**What is being asked**
Copy out the listing that follows in its entirety, keeping it exactly the same.
────────────────────────────────────────
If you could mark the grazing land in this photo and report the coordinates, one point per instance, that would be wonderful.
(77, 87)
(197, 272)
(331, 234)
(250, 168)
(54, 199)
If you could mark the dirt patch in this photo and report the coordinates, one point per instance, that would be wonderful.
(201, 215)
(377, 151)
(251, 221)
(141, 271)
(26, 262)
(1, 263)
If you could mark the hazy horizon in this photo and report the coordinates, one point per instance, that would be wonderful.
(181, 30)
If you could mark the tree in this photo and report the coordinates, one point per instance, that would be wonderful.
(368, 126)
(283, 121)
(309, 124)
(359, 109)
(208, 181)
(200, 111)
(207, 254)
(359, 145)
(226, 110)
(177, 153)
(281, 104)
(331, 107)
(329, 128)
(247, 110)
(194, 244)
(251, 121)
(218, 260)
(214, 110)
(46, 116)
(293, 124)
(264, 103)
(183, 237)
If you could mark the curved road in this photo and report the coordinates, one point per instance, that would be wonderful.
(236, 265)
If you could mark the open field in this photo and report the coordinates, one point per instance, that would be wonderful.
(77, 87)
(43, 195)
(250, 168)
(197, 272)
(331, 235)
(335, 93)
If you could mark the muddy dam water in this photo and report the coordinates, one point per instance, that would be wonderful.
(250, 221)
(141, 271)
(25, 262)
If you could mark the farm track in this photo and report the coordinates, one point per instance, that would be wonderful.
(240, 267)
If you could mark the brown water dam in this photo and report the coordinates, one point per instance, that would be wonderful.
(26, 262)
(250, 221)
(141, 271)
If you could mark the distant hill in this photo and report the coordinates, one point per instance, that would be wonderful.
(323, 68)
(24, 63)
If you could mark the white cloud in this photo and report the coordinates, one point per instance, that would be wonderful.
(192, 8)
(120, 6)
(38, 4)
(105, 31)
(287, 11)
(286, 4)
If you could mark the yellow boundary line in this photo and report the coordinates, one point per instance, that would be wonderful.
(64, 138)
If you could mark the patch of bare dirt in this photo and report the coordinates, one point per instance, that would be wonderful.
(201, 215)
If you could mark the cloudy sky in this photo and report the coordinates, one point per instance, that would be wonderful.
────────────────────────────────────────
**Expected answer**
If you could mark the grazing land in this photo and report the coordinates, one point per instance, that would be wonderful.
(77, 87)
(197, 272)
(331, 234)
(250, 168)
(54, 199)
If you could mark the dirt patch in this photo and report the coordinates, one point per instance, that would be wonderful.
(201, 215)
(377, 151)
(251, 221)
(141, 271)
(26, 262)
(1, 263)
If you could mark the hazy horizon in this photo and report the coordinates, one point per instance, that would be wonderful.
(181, 30)
If you could mark the tree in this photo and report the coordinates, one point per instance, that would be wonderful.
(368, 126)
(283, 121)
(309, 124)
(359, 109)
(208, 181)
(200, 111)
(207, 254)
(359, 145)
(226, 110)
(177, 153)
(281, 104)
(331, 107)
(329, 128)
(247, 110)
(194, 244)
(251, 121)
(218, 260)
(214, 110)
(46, 116)
(293, 124)
(264, 103)
(183, 237)
If you could mark the curved road in this photo and report the coordinates, one point per instance, that would be wonderful.
(236, 265)
If you could mark the open field in this photo and report the coordinates, one point per instance, that would be wonderful.
(77, 87)
(43, 195)
(250, 168)
(197, 272)
(331, 235)
(335, 93)
If you could mark the muddy dam water in this photo and report the coordinates, one point per instance, that would be wonderful.
(250, 221)
(141, 271)
(25, 262)
If you could mark the farm track in this photo and report the coordinates, one point per instance, that would be wonderful.
(240, 267)
If you could mark the brown water dam in this photo and report the coordinates, one point per instance, that would be wonderful.
(26, 262)
(250, 221)
(141, 271)
If you could mark the distant hill in this photo and report the coordinates, one point per instance, that would be wonderful.
(323, 68)
(24, 63)
If you could mark the white cloud in this photo and report the coordinates, one point per instance, that would be wonderful.
(192, 8)
(120, 6)
(38, 4)
(105, 31)
(287, 11)
(286, 4)
If you could mark the yellow boundary line in this photo and report the coordinates, one point per instance, that would be wonderful.
(64, 138)
If you could mark the patch of bare dirt in this photo and report the coordinates, one point per instance, that would be wonderful.
(201, 215)
If you could mark the cloudy sky in this photo and report the coordinates, one point per instance, that would be wonderful.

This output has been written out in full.